Given problem:
Show every line in the data that contains the word "player", copying each of those lines in full.

Records shown:
************
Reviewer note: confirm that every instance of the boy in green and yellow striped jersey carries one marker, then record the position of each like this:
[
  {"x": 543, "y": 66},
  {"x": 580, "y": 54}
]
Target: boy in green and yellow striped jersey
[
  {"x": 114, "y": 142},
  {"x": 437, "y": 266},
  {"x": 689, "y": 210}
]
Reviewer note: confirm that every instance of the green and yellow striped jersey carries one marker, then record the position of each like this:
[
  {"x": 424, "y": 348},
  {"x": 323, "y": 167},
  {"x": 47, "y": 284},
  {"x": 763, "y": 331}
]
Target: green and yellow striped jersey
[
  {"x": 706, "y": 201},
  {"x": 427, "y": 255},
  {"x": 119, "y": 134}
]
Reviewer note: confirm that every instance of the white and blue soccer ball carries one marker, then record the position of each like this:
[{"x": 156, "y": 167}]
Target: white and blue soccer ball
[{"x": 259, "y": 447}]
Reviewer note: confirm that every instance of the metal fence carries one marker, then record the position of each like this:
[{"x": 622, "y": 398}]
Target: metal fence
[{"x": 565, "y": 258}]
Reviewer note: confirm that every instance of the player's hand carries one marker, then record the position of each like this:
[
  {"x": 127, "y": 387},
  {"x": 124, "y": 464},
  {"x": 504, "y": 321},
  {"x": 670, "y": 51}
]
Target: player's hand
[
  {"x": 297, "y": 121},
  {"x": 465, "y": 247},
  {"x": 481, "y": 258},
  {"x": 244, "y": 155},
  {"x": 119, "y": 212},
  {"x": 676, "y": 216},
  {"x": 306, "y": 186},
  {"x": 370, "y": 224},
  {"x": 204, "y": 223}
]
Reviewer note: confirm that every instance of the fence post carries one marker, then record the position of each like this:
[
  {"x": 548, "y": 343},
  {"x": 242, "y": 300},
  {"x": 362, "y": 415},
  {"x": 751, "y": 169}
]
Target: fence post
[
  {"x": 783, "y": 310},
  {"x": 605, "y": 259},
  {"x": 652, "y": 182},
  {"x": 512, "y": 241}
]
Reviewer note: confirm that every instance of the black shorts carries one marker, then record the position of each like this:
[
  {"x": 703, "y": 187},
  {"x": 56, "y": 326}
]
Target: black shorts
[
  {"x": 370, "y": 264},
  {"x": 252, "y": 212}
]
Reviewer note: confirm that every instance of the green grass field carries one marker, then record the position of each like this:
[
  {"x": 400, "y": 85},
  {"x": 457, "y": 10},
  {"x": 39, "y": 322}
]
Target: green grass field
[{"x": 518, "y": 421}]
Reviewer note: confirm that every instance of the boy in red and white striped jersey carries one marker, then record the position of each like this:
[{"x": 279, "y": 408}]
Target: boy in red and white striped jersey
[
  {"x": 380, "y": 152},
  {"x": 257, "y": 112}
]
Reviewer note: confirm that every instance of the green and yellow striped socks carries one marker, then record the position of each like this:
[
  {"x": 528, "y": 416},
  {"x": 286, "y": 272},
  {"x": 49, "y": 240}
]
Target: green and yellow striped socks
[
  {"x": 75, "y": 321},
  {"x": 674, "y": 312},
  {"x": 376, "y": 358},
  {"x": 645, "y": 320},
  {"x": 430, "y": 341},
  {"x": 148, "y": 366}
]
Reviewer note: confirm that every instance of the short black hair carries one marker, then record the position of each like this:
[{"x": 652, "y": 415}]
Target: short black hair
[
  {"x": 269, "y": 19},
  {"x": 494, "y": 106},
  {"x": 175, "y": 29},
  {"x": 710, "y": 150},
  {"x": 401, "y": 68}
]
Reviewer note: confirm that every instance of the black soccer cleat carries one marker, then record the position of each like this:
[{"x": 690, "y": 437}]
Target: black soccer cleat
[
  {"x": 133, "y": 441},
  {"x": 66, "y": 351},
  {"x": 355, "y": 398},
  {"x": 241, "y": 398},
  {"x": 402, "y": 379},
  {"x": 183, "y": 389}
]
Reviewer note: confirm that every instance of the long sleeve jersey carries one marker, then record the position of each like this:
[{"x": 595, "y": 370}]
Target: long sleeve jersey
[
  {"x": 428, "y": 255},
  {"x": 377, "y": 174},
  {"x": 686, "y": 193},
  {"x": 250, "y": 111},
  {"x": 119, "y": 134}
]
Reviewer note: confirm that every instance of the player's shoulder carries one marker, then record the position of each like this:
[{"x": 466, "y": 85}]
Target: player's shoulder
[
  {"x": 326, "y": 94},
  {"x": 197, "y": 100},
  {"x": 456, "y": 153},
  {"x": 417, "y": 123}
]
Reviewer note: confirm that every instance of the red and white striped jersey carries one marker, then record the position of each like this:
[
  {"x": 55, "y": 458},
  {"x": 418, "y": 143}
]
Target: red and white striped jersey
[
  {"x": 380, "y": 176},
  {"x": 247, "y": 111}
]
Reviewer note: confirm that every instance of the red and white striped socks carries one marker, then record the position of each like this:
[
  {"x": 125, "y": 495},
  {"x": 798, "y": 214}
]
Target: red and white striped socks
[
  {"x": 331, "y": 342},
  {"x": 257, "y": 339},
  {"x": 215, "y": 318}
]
************
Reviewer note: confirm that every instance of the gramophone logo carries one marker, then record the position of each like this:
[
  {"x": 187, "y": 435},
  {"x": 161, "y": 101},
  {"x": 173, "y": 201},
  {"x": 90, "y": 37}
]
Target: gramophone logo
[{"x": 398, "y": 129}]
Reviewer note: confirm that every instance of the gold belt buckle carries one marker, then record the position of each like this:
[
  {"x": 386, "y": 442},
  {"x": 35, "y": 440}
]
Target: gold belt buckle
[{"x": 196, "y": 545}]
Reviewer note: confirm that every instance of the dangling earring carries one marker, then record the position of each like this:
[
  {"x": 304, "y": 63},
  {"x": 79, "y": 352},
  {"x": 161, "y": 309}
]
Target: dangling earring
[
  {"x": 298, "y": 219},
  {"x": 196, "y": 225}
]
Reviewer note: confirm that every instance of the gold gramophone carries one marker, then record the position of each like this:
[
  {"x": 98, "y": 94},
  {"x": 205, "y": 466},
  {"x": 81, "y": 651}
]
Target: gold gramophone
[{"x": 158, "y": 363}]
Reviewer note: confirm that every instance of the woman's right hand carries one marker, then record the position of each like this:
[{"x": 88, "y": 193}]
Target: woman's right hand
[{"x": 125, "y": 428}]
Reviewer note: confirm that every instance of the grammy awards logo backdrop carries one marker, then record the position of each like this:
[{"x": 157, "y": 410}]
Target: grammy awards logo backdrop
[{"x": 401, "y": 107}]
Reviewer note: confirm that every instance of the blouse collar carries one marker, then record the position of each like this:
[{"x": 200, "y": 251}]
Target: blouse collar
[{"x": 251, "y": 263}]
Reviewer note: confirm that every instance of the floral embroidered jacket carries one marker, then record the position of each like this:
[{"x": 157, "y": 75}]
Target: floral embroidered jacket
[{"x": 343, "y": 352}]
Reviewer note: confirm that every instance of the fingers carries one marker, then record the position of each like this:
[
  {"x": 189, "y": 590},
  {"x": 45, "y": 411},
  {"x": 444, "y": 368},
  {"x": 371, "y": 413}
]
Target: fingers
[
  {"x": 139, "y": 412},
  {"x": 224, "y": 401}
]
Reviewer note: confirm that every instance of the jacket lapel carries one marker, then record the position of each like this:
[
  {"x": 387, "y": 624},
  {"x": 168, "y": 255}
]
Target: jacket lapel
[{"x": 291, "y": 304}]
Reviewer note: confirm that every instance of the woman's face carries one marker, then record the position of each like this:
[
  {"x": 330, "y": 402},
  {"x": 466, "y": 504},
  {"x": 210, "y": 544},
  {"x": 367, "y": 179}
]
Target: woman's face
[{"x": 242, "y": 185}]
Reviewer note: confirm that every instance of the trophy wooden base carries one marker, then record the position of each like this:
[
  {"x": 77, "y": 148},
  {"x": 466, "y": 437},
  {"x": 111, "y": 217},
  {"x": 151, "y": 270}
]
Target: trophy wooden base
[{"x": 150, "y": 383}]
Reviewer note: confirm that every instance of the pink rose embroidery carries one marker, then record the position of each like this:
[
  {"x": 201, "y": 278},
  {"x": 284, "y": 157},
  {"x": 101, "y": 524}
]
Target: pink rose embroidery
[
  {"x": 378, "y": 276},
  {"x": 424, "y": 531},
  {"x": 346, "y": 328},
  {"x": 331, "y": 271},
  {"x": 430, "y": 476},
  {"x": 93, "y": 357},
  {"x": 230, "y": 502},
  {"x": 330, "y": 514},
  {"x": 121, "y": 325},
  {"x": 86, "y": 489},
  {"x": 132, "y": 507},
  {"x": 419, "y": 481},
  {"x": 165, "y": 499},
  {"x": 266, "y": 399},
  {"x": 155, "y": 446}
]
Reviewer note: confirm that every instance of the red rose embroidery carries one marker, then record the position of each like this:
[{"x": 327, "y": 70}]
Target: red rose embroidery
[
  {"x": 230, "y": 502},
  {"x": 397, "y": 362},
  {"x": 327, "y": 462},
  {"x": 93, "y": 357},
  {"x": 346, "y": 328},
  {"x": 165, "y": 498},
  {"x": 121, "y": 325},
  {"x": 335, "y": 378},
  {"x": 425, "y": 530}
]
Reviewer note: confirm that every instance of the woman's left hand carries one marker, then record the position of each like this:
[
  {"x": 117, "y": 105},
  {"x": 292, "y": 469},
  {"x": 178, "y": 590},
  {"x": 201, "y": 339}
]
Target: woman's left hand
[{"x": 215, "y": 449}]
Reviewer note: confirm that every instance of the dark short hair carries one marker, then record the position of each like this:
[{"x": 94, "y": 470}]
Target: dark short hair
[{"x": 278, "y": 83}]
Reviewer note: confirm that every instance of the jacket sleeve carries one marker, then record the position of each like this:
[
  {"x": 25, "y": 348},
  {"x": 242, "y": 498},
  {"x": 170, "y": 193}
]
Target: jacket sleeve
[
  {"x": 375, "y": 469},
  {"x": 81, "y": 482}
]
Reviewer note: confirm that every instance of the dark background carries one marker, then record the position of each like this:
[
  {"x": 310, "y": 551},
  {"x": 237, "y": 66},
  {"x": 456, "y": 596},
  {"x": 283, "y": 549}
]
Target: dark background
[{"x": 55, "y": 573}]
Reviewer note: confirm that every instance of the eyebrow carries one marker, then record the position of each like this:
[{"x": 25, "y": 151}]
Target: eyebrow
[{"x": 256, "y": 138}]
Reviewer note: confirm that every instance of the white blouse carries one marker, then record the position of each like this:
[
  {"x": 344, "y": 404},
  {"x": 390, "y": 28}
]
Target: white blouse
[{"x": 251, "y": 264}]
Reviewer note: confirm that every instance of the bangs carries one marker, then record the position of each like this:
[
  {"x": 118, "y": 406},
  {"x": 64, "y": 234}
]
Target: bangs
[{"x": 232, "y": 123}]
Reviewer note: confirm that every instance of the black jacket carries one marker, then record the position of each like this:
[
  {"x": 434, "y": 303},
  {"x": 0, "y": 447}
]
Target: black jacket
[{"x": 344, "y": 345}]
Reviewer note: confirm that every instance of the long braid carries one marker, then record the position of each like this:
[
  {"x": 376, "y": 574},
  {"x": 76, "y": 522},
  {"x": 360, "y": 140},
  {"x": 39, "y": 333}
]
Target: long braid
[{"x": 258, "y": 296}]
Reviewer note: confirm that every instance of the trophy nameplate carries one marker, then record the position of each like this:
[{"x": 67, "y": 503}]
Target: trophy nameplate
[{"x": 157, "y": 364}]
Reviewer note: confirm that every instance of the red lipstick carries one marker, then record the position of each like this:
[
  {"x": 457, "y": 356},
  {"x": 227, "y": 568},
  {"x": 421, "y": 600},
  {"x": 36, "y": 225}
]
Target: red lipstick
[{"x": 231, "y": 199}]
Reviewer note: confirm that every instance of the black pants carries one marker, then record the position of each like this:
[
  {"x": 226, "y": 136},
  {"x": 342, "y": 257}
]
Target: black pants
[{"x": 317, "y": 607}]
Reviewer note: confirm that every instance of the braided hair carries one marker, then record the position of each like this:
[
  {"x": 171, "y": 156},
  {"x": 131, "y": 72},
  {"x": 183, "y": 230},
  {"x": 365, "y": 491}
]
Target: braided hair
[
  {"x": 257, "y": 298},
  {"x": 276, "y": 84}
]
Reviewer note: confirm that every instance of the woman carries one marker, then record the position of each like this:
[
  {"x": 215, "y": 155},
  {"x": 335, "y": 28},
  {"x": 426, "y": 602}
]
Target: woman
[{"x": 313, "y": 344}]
************
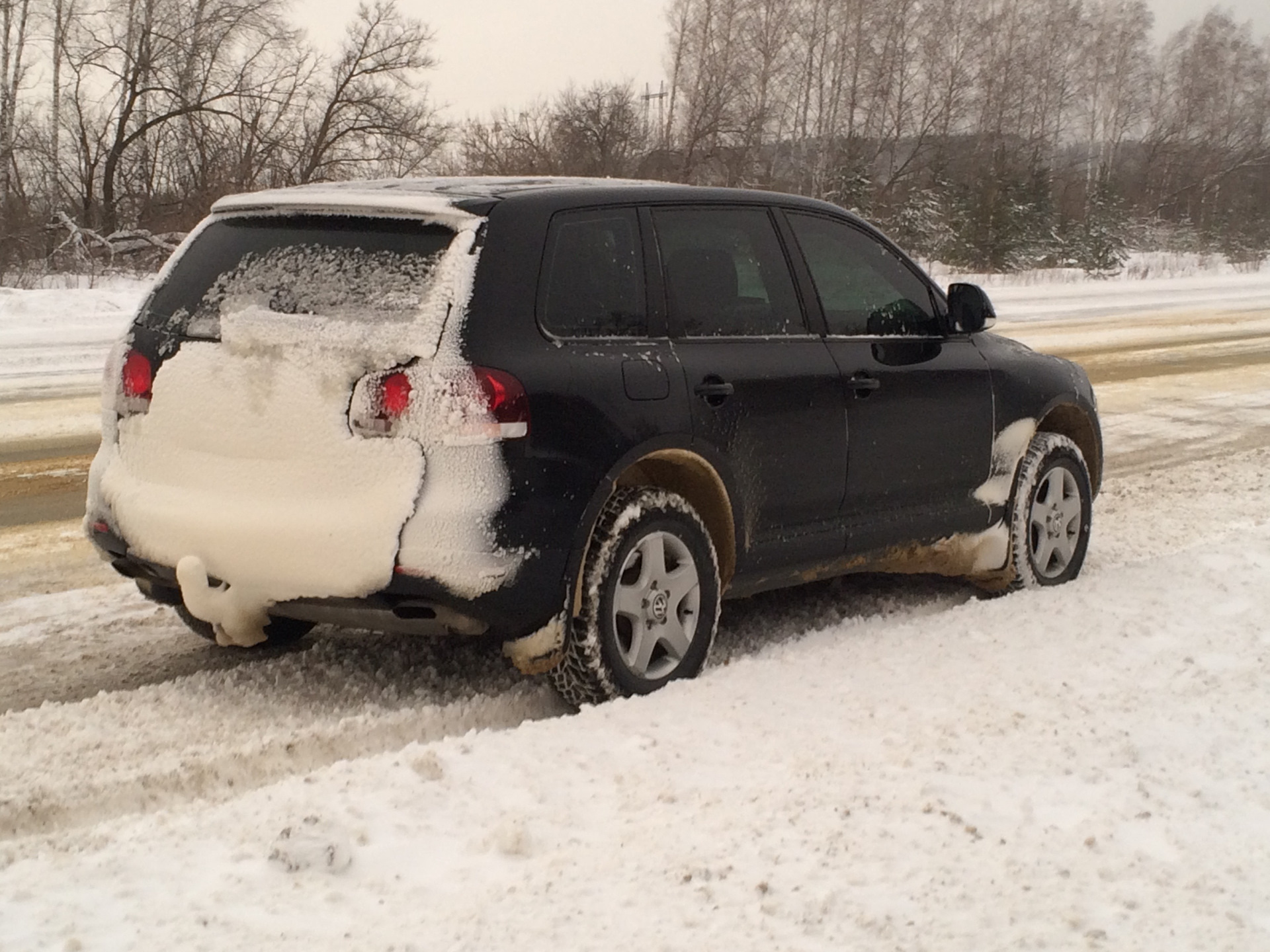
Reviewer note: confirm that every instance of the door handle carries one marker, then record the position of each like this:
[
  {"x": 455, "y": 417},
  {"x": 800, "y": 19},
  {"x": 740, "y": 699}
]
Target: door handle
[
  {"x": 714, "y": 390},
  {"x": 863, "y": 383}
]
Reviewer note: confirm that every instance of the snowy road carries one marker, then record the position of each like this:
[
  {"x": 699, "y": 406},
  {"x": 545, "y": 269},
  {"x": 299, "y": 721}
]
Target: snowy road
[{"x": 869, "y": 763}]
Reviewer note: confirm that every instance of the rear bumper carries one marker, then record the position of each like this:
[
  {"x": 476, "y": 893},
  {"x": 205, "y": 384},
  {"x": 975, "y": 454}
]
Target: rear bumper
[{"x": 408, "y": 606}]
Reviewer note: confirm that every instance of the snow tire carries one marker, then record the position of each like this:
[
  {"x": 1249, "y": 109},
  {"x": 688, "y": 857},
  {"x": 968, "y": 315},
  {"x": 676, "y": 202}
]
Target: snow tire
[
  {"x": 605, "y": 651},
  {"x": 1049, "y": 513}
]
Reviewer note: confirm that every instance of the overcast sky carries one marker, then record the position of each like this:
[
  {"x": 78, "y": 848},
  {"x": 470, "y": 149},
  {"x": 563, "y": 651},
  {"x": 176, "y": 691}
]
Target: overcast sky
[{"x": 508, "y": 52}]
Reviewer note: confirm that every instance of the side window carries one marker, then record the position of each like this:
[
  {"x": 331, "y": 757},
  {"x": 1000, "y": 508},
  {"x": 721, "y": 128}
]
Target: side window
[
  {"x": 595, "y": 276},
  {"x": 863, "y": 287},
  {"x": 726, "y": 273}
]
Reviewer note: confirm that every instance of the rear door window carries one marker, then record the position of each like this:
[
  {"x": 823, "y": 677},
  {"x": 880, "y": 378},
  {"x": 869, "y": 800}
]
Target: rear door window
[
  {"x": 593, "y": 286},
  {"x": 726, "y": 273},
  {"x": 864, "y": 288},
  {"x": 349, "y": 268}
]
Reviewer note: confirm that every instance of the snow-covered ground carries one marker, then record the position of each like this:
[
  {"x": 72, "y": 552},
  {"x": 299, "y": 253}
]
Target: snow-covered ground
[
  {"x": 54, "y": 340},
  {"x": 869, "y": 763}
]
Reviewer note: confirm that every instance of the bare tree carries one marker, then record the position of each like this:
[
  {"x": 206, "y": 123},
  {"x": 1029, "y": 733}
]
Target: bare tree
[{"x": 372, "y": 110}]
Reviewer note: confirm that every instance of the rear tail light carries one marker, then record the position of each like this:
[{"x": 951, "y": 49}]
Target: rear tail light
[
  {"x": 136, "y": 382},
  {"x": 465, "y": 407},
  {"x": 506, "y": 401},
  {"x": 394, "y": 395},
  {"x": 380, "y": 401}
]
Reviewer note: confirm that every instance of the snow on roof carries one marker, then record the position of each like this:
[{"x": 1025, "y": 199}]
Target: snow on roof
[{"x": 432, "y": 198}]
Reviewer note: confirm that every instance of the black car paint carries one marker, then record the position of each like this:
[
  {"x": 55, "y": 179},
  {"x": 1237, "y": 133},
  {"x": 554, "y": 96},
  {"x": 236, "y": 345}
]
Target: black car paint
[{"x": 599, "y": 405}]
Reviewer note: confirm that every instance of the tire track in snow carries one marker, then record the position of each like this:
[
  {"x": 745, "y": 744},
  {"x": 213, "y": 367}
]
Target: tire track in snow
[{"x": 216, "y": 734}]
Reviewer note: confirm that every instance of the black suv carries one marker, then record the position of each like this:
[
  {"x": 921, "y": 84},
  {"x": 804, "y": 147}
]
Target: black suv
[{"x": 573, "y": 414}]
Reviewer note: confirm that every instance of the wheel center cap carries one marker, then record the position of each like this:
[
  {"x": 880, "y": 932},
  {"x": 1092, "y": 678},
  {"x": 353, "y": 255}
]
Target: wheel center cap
************
Correct answer:
Reviewer note: confirm that every instance of the player's hand carries one marker, then record the position of each like this:
Target: player's hand
Reviewer note: confirm that every instance of the player's shoulder carries one marker, then record the position of each like this:
Target: player's shoulder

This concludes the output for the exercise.